Please rewrite everything from the line containing "of the tall" down to the end of the material below, that line included and the requests kept, and multiply each answer coordinate by 0.5, rounding to whole numbers with halves going up.
---- DATA FOR PROCESSING
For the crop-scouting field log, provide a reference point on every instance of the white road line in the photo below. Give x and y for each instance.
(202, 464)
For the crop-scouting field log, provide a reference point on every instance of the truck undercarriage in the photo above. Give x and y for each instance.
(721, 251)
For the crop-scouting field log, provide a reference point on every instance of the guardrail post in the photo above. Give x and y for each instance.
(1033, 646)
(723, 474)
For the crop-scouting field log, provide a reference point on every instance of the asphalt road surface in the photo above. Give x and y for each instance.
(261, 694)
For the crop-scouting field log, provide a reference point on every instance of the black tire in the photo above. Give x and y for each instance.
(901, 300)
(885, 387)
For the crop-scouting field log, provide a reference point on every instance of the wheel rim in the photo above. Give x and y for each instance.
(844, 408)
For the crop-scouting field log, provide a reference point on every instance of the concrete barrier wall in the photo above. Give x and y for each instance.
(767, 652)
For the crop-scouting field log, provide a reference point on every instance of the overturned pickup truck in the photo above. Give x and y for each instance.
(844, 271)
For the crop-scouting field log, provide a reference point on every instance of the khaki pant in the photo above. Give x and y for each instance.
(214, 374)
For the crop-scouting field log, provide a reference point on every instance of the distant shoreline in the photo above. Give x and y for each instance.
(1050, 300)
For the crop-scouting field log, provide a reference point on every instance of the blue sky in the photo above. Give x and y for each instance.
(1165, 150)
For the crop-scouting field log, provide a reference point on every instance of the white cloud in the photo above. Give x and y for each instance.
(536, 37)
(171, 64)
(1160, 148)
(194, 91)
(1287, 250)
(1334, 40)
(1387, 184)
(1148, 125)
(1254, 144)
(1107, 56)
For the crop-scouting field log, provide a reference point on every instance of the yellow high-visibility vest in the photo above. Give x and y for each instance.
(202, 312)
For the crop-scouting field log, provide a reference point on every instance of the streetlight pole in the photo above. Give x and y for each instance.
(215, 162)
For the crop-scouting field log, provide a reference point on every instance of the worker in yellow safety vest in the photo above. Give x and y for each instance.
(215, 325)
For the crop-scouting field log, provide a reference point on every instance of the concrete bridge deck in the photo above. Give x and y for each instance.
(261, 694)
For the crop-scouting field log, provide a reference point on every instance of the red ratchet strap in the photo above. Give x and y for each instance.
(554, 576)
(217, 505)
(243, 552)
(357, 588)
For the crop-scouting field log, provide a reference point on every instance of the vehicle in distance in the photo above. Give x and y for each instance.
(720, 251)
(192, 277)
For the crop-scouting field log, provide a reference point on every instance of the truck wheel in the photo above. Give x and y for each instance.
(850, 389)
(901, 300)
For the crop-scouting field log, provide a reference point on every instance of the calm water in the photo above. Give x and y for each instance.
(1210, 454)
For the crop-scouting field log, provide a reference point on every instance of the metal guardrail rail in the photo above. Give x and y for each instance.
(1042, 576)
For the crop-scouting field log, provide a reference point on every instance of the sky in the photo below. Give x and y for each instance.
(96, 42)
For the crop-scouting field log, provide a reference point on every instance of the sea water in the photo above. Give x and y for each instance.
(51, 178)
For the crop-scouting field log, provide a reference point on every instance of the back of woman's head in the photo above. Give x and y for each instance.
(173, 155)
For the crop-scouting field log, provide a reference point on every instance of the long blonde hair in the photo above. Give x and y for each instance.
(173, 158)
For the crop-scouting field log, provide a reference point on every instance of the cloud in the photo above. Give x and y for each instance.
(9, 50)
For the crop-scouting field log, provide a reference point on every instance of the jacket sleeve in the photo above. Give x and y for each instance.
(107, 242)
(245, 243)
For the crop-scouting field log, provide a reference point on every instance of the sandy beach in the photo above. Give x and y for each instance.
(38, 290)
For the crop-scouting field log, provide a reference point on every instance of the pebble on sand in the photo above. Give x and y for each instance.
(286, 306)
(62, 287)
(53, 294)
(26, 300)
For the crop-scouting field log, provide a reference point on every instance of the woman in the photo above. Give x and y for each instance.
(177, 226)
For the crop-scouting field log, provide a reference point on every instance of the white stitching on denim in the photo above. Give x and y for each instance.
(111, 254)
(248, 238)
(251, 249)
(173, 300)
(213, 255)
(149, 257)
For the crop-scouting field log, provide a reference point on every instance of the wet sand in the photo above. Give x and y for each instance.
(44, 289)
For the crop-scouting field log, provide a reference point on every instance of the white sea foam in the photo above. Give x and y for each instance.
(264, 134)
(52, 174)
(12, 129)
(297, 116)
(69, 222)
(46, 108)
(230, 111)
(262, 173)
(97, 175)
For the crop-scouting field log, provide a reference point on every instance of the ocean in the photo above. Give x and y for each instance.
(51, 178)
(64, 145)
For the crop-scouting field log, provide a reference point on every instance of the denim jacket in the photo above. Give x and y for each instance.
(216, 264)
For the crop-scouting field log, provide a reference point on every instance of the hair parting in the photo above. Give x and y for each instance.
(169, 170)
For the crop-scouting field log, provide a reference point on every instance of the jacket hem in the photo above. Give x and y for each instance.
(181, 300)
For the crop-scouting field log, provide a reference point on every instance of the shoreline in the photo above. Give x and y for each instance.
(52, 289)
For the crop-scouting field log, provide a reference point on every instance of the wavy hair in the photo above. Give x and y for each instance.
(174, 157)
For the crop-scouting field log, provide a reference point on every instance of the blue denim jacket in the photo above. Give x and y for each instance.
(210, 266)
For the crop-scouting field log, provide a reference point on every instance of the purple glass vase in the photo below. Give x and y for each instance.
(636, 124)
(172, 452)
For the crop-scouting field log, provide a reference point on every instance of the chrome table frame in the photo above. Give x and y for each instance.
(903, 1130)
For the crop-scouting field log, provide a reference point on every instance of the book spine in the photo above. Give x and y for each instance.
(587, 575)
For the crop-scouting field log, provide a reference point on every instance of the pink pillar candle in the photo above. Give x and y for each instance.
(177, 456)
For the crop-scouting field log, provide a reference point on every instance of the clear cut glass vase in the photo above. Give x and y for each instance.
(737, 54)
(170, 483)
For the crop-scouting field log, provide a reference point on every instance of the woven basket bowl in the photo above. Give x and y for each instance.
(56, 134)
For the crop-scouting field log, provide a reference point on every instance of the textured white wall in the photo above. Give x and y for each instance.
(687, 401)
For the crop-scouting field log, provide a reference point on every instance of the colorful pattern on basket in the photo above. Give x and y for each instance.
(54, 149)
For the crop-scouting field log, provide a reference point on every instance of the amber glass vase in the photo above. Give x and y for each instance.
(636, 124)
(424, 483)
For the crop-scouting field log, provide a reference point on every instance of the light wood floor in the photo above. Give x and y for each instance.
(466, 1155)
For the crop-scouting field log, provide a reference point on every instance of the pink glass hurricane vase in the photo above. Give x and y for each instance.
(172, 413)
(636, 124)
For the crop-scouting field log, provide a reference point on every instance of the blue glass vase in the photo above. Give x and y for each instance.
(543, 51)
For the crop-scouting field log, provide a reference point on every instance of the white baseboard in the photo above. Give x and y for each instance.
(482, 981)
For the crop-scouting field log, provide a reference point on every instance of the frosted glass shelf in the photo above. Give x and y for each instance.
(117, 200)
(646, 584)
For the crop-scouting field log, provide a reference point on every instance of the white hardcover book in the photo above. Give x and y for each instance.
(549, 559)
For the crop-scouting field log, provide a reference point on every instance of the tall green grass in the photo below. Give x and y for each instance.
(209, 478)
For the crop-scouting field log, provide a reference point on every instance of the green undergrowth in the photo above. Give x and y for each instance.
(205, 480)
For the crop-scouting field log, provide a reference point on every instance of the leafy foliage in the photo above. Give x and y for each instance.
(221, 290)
--------
**OUTPUT OF THE TASK**
For the crop-scouting field log, provide a reference point on every instance of the tall green grass in the photo below. Give x and y for each instance.
(105, 239)
For the crop-scouting field log, provide a reference point on every instance of the green undergrowth in the photo above. Give x and y for each instance.
(103, 240)
For the crop-scouting field log, provide a reference point on every instance of the leafy foliage in the photo above. Give x and y for each instance.
(111, 145)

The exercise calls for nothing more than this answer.